Given exercise:
Copy all lines below exactly as written. Leave pictures out.

begin The records

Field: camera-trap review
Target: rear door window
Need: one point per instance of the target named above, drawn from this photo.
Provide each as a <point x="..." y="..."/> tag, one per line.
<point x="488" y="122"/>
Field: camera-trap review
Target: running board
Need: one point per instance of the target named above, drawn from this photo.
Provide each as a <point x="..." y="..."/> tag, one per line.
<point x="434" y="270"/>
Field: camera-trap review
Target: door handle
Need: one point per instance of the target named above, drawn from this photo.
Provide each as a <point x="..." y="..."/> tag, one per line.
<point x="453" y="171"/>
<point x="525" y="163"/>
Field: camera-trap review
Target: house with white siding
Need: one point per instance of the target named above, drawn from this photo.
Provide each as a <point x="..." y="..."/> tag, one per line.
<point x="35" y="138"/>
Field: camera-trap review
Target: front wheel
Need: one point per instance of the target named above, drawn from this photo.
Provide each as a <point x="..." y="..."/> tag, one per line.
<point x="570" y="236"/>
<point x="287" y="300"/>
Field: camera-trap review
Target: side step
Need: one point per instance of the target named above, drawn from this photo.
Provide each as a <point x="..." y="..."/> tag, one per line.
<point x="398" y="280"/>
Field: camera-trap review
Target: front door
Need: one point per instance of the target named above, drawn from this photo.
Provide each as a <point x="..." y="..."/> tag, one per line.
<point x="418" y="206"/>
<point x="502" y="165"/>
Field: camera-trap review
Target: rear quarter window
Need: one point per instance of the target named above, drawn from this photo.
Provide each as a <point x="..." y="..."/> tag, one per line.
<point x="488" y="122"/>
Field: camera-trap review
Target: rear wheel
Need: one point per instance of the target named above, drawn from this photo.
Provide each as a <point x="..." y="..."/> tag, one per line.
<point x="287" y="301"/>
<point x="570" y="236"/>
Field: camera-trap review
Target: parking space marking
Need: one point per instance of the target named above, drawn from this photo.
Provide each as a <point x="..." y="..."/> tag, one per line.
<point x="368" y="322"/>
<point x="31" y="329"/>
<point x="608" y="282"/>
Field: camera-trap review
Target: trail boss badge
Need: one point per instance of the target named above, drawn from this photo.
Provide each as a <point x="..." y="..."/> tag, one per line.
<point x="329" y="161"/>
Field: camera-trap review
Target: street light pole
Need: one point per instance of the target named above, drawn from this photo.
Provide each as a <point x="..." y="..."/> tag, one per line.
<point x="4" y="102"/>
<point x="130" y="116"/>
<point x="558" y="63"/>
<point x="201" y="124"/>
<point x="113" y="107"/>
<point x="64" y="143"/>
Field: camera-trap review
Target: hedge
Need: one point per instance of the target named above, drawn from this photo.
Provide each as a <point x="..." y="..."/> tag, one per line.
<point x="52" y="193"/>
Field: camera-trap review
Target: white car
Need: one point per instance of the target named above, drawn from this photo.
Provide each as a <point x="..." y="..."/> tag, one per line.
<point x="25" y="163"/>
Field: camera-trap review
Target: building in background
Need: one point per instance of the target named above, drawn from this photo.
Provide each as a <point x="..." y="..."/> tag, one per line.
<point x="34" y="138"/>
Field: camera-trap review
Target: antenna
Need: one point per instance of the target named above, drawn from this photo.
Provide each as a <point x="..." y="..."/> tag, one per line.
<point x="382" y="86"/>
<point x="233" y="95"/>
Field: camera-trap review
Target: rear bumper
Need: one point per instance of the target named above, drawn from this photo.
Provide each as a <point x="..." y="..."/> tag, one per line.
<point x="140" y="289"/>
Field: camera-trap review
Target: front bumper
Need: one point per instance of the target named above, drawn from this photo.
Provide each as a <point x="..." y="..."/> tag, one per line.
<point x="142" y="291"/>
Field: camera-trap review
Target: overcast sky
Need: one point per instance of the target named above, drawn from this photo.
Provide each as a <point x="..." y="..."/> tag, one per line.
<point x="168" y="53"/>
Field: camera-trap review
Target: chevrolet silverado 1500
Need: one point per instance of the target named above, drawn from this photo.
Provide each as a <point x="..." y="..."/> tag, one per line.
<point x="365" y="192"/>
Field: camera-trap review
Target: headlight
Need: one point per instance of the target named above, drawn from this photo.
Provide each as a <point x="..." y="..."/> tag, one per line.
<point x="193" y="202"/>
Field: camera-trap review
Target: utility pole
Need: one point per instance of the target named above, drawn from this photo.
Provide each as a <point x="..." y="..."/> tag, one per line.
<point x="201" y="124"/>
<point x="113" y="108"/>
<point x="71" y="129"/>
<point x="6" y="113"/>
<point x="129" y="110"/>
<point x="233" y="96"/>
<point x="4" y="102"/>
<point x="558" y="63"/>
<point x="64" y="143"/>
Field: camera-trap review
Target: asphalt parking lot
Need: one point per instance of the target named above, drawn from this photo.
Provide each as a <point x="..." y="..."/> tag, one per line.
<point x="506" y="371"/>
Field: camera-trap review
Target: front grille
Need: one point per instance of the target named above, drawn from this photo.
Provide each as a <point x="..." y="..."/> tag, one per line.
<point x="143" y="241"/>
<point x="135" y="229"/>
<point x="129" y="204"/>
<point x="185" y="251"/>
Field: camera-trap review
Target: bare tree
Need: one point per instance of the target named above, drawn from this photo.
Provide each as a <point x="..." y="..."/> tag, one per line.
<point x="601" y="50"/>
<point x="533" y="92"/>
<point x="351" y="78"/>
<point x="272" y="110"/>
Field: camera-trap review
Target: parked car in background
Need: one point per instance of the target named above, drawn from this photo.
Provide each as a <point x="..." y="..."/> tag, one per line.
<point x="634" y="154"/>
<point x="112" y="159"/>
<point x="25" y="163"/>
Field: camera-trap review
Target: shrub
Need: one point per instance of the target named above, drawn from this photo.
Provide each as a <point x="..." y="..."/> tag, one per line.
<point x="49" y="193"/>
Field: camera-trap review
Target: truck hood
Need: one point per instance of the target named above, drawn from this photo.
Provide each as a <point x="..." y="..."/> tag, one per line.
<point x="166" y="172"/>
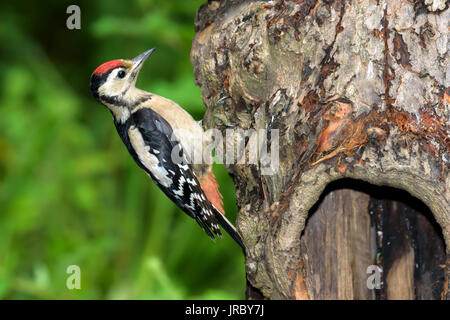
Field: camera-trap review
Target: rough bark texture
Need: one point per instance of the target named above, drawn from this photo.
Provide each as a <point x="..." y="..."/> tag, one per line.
<point x="357" y="89"/>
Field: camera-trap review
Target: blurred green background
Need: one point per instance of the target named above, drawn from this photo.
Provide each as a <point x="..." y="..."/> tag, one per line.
<point x="70" y="194"/>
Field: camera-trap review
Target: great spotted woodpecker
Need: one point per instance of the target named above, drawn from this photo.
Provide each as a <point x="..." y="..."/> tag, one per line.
<point x="150" y="127"/>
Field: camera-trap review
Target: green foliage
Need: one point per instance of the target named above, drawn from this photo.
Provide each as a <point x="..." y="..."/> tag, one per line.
<point x="69" y="192"/>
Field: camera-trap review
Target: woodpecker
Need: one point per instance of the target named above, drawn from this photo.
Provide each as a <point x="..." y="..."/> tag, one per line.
<point x="152" y="127"/>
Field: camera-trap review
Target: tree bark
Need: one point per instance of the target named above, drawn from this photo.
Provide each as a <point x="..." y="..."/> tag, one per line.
<point x="357" y="90"/>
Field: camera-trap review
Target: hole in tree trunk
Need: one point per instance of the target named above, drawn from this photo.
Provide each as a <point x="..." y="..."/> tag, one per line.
<point x="357" y="229"/>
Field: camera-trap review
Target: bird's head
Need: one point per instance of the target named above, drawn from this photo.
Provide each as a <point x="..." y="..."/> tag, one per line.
<point x="112" y="80"/>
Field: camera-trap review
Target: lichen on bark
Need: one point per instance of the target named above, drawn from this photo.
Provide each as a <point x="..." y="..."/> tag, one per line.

end The records

Output for this exercise:
Field: camera-trap review
Target: rear door window
Need: one point per instance of the target named above, drawn from this photo.
Provide each as a <point x="..." y="..."/> tag, one per line.
<point x="488" y="122"/>
Field: camera-trap review
Target: running board
Need: one point per instance of the target named above, drawn from this photo.
Provide each as a <point x="..." y="..."/> tag, one per line.
<point x="434" y="270"/>
Field: camera-trap review
Target: door handle
Need: one point per instance of the target named above, drawn from this photo.
Provide each as a <point x="..." y="..."/> tag, one per line.
<point x="453" y="171"/>
<point x="525" y="163"/>
Field: camera-trap review
Target: house with white siding
Need: one point per instance of the target named above, drawn from this photo.
Provide each as a <point x="..." y="..."/> tag, one per line.
<point x="35" y="138"/>
Field: camera-trap review
Target: front wheel
Need: one point per instance of the target named above, drawn from this photo.
Provide each as a <point x="..." y="..."/> tag, one per line.
<point x="570" y="236"/>
<point x="287" y="300"/>
Field: camera-trap review
Target: side step
Need: one point per instance of the target named above, drawn from this photo.
Provide each as a <point x="..." y="..."/> tag, one per line.
<point x="398" y="280"/>
Field: camera-trap review
Target: front door
Need: one point per instance of the target named above, drawn from this photo.
Provide each as a <point x="..." y="..."/> tag, one per line.
<point x="418" y="206"/>
<point x="502" y="165"/>
Field: camera-trap review
Target: rear quarter window
Need: one point per instance of the target named above, drawn from this photo.
Provide each as a <point x="..." y="..."/> tag, one per line.
<point x="488" y="122"/>
Field: camera-trap review
Target: rear wheel
Need: one point per instance of the target named above, drawn from this photo.
Provide each as a <point x="..." y="..."/> tag, one per line.
<point x="287" y="301"/>
<point x="570" y="236"/>
Field: camera-trap review
Target: parking space marking
Need: one point per instance of the target named above, drawn from this photo.
Provide each as a <point x="..." y="..."/> tag, one per line.
<point x="368" y="322"/>
<point x="31" y="329"/>
<point x="608" y="282"/>
Field: camera-trap review
Target: trail boss badge
Need: one point per instance of the target named above, drawn from this photo.
Provide each as a <point x="..." y="..."/> tag, one per line.
<point x="329" y="161"/>
Field: camera-trap review
Target: street light pole
Need: one point per instance of the target named above, drawn from this photo.
Provide each as a <point x="..." y="..."/> tag, one per line.
<point x="4" y="102"/>
<point x="130" y="116"/>
<point x="558" y="63"/>
<point x="201" y="124"/>
<point x="113" y="107"/>
<point x="64" y="143"/>
Field: camera-trap review
Target: hedge
Need: one point per instance of the target named above, drawn from this photo.
Provide each as a <point x="..." y="..."/> tag, one per line.
<point x="52" y="193"/>
Field: camera-trap review
Target: white car
Need: one point per instance of the target named above, drawn from this photo.
Provide each as a <point x="..." y="..."/> tag, one per line.
<point x="25" y="163"/>
Field: camera-trap review
Target: building in background
Need: one point per instance of the target named above, drawn from this photo.
Provide each as a <point x="..." y="..."/> tag, one per line.
<point x="34" y="138"/>
Field: camera-trap review
Target: antenna
Need: one point per instance of the target named above, drawn from this photo.
Provide each as a <point x="..." y="..."/> tag, one per line.
<point x="382" y="86"/>
<point x="233" y="95"/>
Field: camera-trap review
Target: rear bumper
Need: one point per instance of the target named above, drawn from this photo.
Provide each as a <point x="..." y="..."/> tag, one per line.
<point x="140" y="289"/>
Field: camera-trap review
Target: front bumper
Need: one point per instance of the target named above, drawn from this photo.
Provide each as a <point x="..." y="..."/> tag, one per line.
<point x="142" y="291"/>
Field: camera-trap review
Target: overcast sky
Need: one point per instance of the target named above, drawn from this photo.
Provide each as a <point x="..." y="..."/> tag, one per line.
<point x="168" y="53"/>
Field: camera-trap review
Target: chevrolet silverado 1500
Need: one point per instance of the target named above, drawn from this photo.
Provide each as a <point x="..." y="..."/> tag, one per line.
<point x="365" y="192"/>
Field: camera-trap review
Target: headlight
Need: one point per instance of the target named above, drawn from this photo.
Provide each as a <point x="..." y="..."/> tag, one per line.
<point x="193" y="202"/>
Field: camera-trap review
Target: utility pole
Need: one point per instance of the target named above, drawn from this photo.
Provide each as a <point x="..." y="..."/> tag, one per line.
<point x="201" y="124"/>
<point x="113" y="108"/>
<point x="71" y="129"/>
<point x="6" y="113"/>
<point x="129" y="110"/>
<point x="233" y="96"/>
<point x="4" y="102"/>
<point x="558" y="63"/>
<point x="64" y="143"/>
Field: camera-trap review
Target: asphalt parking lot
Need: one point per instance of the target named above, drawn from this photo.
Provide each as a <point x="..." y="..."/> tag, one per line.
<point x="506" y="371"/>
Field: camera-trap review
Target: front grille
Need: one point per instance of the target named above, drawn from this photo.
Provide each as a <point x="..." y="..."/> tag, one per line.
<point x="143" y="241"/>
<point x="135" y="229"/>
<point x="129" y="204"/>
<point x="185" y="251"/>
Field: camera-trap review
Target: bare tree
Need: one point per instance of the target named above, drawn from this photo.
Provide each as a <point x="..." y="..."/> tag, one per line.
<point x="601" y="50"/>
<point x="533" y="92"/>
<point x="351" y="78"/>
<point x="272" y="110"/>
Field: camera-trap review
Target: parked car in background
Need: one point per instance of the target named above, drawn from this photo.
Provide each as a <point x="..." y="..."/> tag, one per line.
<point x="634" y="154"/>
<point x="112" y="159"/>
<point x="25" y="163"/>
Field: camera-trap review
Target: shrub
Need: one point per instance of the target named above, drawn from this photo.
Provide each as a <point x="..." y="..."/> tag, one per line.
<point x="49" y="193"/>
Field: camera-trap review
Target: truck hood
Need: one point per instance of the target named above, drawn from this photo.
Provide each as a <point x="..." y="..."/> tag, one per line.
<point x="166" y="172"/>
Field: camera-trap review
Target: rough bark texture
Need: one point per instance of the target named above, drawn from this photo.
Provide each as a <point x="..." y="..."/> tag, one per line.
<point x="357" y="89"/>
Field: camera-trap review
Target: blurred green background
Need: one point per instance of the target named above, drawn from this photo.
Provide each as a <point x="..." y="..."/> tag, one per line.
<point x="70" y="194"/>
Field: camera-trap review
Target: great spotted woodpecker
Need: one point per instance of the target named above, drawn from this photo.
Provide each as a <point x="..." y="..."/> tag, one per line.
<point x="150" y="127"/>
Field: camera-trap review
Target: green foliage
Need: one point per instance of the target named above, drawn from this photo.
Provide each as a <point x="..." y="..."/> tag, one per line.
<point x="69" y="192"/>
Field: camera-trap review
Target: woodpecker
Need: one point per instance of the target named above, drawn from this photo.
Provide each as a <point x="..." y="..."/> tag, one per line.
<point x="152" y="127"/>
Field: camera-trap review
Target: tree bark
Need: one point per instance of the target named above, drawn from this photo.
Provide each as a <point x="..." y="..."/> tag, one per line.
<point x="357" y="90"/>
Field: camera-trap review
Target: hole in tree trunk
Need: one point per instance of the target named above, drawn from this photo.
Provide each as a <point x="..." y="..."/> tag, one per line.
<point x="357" y="229"/>
Field: camera-trap review
Target: bird's head
Need: one point per instance of the target named above, drawn from this photo.
Provide each as a <point x="..." y="..."/> tag, one per line.
<point x="112" y="80"/>
Field: camera-trap review
Target: lichen on bark
Need: one point per instance of the target named above, drawn from this photo.
Provide each as a <point x="..." y="..."/> tag, one per line.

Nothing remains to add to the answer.